Saved data entries:
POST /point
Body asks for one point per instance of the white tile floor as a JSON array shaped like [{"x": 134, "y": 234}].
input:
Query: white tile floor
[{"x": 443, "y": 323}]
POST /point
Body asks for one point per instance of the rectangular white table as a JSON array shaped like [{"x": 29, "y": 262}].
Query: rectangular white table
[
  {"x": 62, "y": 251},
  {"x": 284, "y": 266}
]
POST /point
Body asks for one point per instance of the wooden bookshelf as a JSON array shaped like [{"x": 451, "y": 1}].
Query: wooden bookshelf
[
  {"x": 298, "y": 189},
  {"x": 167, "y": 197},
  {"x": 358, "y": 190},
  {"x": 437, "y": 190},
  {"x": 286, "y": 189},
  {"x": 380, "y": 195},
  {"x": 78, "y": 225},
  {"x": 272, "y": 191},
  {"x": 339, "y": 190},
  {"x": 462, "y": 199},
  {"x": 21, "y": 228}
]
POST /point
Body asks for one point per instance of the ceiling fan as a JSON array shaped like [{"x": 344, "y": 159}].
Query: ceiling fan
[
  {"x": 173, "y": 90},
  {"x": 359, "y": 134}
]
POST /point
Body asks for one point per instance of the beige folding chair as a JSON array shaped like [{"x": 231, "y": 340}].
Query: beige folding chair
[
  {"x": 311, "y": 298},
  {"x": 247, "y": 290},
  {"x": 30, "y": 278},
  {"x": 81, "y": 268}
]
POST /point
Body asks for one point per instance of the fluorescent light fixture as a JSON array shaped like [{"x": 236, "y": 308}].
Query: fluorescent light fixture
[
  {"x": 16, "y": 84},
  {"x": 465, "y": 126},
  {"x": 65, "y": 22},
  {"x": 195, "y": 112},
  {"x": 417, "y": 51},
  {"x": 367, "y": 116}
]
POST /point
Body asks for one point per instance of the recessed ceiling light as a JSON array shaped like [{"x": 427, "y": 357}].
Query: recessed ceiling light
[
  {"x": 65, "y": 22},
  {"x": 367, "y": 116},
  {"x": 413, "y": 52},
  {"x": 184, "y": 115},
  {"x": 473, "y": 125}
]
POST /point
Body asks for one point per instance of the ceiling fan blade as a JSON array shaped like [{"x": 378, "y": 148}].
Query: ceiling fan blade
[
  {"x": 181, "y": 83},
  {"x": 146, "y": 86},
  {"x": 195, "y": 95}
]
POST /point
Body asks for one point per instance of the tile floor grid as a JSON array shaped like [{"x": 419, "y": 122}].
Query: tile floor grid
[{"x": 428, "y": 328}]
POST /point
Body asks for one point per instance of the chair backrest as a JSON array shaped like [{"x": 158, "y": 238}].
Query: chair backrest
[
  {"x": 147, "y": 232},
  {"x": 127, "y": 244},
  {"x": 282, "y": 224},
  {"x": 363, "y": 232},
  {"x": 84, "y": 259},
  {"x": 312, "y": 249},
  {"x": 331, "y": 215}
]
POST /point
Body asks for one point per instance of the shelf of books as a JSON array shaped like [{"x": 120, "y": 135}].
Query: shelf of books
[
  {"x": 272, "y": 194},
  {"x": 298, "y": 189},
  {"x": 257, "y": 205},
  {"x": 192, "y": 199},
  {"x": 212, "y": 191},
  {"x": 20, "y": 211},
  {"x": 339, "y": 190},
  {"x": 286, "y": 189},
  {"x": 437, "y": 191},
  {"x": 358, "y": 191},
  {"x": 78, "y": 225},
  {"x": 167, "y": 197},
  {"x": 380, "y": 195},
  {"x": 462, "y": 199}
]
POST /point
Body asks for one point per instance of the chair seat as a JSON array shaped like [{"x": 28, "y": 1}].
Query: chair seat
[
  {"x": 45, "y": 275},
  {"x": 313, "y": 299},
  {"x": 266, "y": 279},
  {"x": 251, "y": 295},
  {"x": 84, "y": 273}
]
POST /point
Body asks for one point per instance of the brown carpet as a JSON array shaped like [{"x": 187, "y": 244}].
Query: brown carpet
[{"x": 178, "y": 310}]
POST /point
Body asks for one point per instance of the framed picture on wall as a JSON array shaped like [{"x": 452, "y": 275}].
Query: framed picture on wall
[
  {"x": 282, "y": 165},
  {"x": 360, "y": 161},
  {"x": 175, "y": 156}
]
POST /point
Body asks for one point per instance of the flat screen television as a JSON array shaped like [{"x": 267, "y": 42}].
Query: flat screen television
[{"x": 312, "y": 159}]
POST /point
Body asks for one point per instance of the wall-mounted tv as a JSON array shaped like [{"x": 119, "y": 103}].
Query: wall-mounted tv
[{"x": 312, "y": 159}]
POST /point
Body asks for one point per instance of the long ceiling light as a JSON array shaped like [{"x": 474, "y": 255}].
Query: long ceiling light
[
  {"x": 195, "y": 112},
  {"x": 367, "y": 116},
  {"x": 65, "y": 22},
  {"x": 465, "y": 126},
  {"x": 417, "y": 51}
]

▶ What to produce:
Extract the data in full. Keep it word for word.

▶ Exercise response:
POST /point
Body asks for one point per instance of the white tile floor as a JSON array shaped like [{"x": 134, "y": 234}].
input:
Query: white tile floor
[{"x": 443, "y": 323}]
POST /point
Body asks for one point per instance of the rectangular white table as a JSON array shaped like [{"x": 29, "y": 262}].
Query: rectangular white table
[
  {"x": 62, "y": 251},
  {"x": 284, "y": 266}
]
POST /point
Body asks for one point per instance of the wooden bookshelf as a JSON array shaped like [{"x": 451, "y": 1}].
Query: wooden bookshelf
[
  {"x": 298, "y": 189},
  {"x": 167, "y": 197},
  {"x": 358, "y": 190},
  {"x": 437, "y": 190},
  {"x": 286, "y": 189},
  {"x": 380, "y": 195},
  {"x": 78, "y": 225},
  {"x": 272, "y": 191},
  {"x": 339, "y": 190},
  {"x": 462, "y": 199},
  {"x": 21, "y": 228}
]
POST /point
Body asks for one point per instance of the ceiling fan as a JSON array shaped like [{"x": 344, "y": 159}].
Query: ceiling fan
[
  {"x": 173, "y": 90},
  {"x": 359, "y": 134}
]
POST /point
Body asks for one point per instance of the beige folding chair as a JSON array shaped like [{"x": 231, "y": 340}].
Query: beige folding chair
[
  {"x": 311, "y": 298},
  {"x": 247, "y": 290},
  {"x": 30, "y": 278},
  {"x": 81, "y": 268}
]
POST /point
Body asks for one point per instance of the fluorescent light fixture as a JSON array shaped like [{"x": 236, "y": 308}].
Query: fluorescent light fixture
[
  {"x": 16, "y": 84},
  {"x": 465, "y": 126},
  {"x": 65, "y": 22},
  {"x": 195, "y": 112},
  {"x": 417, "y": 51},
  {"x": 367, "y": 116}
]
POST /point
Body asks for one point per instance of the recessed ceiling light as a JSON array shaped like [{"x": 427, "y": 357}].
Query: recessed ceiling light
[
  {"x": 65, "y": 22},
  {"x": 367, "y": 116},
  {"x": 413, "y": 52},
  {"x": 184, "y": 115},
  {"x": 473, "y": 125}
]
POST /point
Body asks for one point per instance of the ceiling fan blade as a JSON array shaped like [{"x": 378, "y": 148}].
Query: ceiling fan blade
[
  {"x": 181, "y": 83},
  {"x": 146, "y": 86},
  {"x": 195, "y": 95}
]
POST /point
Body asks for one point per instance of the tile floor grid as a JSON array shaped like [{"x": 419, "y": 122}].
Query: tile floor grid
[{"x": 428, "y": 328}]
POST /point
Body asks for one point per instance of the chair backrest as a JSON array shaped like [{"x": 158, "y": 238}].
Query: chair backrest
[
  {"x": 147, "y": 232},
  {"x": 127, "y": 244},
  {"x": 282, "y": 224},
  {"x": 363, "y": 232},
  {"x": 84, "y": 259},
  {"x": 312, "y": 249},
  {"x": 331, "y": 215}
]
POST /point
Body asks for one point per instance of the shelf of books as a JSON array shaped like [{"x": 120, "y": 135}].
Query: shelf of books
[
  {"x": 272, "y": 194},
  {"x": 298, "y": 189},
  {"x": 257, "y": 205},
  {"x": 192, "y": 199},
  {"x": 212, "y": 191},
  {"x": 20, "y": 211},
  {"x": 339, "y": 190},
  {"x": 286, "y": 189},
  {"x": 437, "y": 191},
  {"x": 358, "y": 191},
  {"x": 78, "y": 225},
  {"x": 167, "y": 197},
  {"x": 380, "y": 195},
  {"x": 462, "y": 199}
]
POST /point
Body asks for one point per instance of the chair seat as a JSON array shaped like [{"x": 28, "y": 1}].
Query: chair seat
[
  {"x": 45, "y": 275},
  {"x": 313, "y": 299},
  {"x": 266, "y": 279},
  {"x": 251, "y": 295},
  {"x": 84, "y": 273}
]
POST /point
Body asks for one point per instance of the brown carpet as a JSON array shaped like [{"x": 187, "y": 244}].
Query: brown carpet
[{"x": 178, "y": 310}]
POST /point
Body asks for one point per instance of the framed picture on wall as a JSON array shaped like [{"x": 452, "y": 275}].
Query: framed picture on wall
[
  {"x": 282, "y": 165},
  {"x": 360, "y": 161},
  {"x": 175, "y": 156}
]
POST /point
Body asks for one point per instance of the flat screen television as a JSON array shaped like [{"x": 267, "y": 42}].
Query: flat screen television
[{"x": 312, "y": 159}]
POST /point
Body asks for one point per instance of the wall-mounted tv as a JSON array shaped like [{"x": 119, "y": 103}].
Query: wall-mounted tv
[{"x": 312, "y": 159}]
POST /point
Body asks for one point per instance of the long ceiling light as a JSON array shaped like [{"x": 474, "y": 255}].
Query: long ceiling light
[
  {"x": 195, "y": 112},
  {"x": 367, "y": 116},
  {"x": 65, "y": 22},
  {"x": 465, "y": 126},
  {"x": 417, "y": 51}
]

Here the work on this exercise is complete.